## Exercise inputs:
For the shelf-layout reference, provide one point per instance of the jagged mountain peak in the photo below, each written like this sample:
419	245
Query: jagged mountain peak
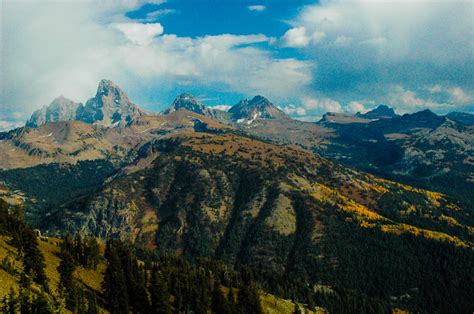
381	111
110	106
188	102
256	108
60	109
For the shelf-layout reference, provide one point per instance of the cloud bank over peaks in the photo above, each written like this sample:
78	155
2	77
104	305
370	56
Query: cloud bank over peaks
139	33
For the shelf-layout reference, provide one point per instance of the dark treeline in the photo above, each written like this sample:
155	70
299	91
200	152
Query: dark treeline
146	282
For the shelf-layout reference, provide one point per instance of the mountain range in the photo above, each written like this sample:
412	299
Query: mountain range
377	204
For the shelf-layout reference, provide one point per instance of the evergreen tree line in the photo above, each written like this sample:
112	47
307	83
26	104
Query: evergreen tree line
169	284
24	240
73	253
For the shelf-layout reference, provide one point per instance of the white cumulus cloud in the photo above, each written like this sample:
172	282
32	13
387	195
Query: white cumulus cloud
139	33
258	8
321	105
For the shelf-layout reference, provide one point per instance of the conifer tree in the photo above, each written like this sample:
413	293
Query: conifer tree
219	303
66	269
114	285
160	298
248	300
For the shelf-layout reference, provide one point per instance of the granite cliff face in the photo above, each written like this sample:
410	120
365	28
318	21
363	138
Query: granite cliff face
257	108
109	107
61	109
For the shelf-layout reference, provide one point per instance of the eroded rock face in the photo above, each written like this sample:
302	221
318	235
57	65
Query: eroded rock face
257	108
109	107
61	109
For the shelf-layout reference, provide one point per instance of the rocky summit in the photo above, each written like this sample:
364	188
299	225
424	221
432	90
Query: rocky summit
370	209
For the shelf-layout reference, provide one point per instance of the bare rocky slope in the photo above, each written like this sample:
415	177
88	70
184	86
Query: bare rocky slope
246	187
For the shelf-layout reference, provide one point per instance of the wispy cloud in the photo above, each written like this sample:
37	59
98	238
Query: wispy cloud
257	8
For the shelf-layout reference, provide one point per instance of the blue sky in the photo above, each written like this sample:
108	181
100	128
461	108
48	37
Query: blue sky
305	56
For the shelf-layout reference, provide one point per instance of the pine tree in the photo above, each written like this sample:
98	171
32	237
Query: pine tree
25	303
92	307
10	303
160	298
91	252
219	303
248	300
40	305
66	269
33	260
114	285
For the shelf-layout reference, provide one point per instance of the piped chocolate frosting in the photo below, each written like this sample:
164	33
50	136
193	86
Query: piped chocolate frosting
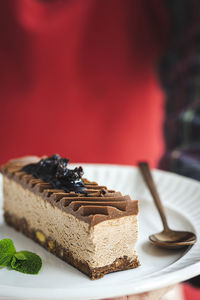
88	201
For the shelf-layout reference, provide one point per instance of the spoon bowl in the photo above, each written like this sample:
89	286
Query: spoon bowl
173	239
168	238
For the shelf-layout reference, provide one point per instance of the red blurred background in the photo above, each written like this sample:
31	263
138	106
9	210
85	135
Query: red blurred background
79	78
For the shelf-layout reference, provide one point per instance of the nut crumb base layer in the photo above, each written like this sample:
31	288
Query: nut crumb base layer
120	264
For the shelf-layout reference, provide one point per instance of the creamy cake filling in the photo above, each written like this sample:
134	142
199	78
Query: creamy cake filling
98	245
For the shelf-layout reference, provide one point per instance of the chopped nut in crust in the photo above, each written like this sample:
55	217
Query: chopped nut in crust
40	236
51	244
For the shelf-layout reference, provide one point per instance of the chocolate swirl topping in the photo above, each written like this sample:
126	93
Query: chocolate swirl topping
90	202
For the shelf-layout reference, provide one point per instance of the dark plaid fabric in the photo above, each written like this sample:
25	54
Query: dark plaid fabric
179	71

## What you are asked to do:
Starting with the line that holds "of the blue", retype each line through the last one in the listing above, exactly as written. Do not copy any pictures.

## Answer to the task:
For the shelf-layout reference, provide one point per instance of the blue sky in the photo above, each written like this sample:
108	181
100	128
461	108
48	37
Query: blue sky
305	56
For the shelf-layout reference, provide one point per instance of the pine tree in the photo above, each written like this sample:
98	171
32	237
Query: pine tree
25	303
92	307
10	303
160	298
91	252
219	303
248	300
40	305
66	269
33	260
114	285
For the shelf-layout reference, provide one point per instance of the piped chocolate frosting in the photo below, each written like this sample:
164	33
50	136
193	86
Query: piped chocolate frosting
88	201
For the shelf-layout reference, provide one point per instance of the spoon bowl in the photo above, each written like this sample:
89	286
Query: spoon bowl
173	239
168	238
For the shelf-layout reference, provide one point per instance of the red blurred background in the photo above, each written like this sample:
31	263
138	106
9	210
85	135
Query: red blurred background
79	78
For the shelf-layout reference, provide one point per instance of the nut crumb base layer in the photo above, each written like this sample:
31	288
Query: nut crumb base layer
120	264
For the shelf-layout reference, provide one point per instance of the creamy cake filling in the photo above, each written like this sample:
134	142
199	78
Query: creamy cake filling
98	245
For the shelf-layout reference, provide one point per instance of the chopped nut in crust in the photo above, each written like this sample:
55	217
Query: chopped nut in crust
40	236
51	244
For the shelf-layout reference, provide one point per instance of the chocolate swirl topping in the photo above, each written like this sample:
126	93
Query: chocolate swirl topping
90	202
For the shelf-layout reference, provide one point per instance of the dark plaid fabric in the photo above, each written like this sample:
25	54
Query: dark plaid fabric
179	71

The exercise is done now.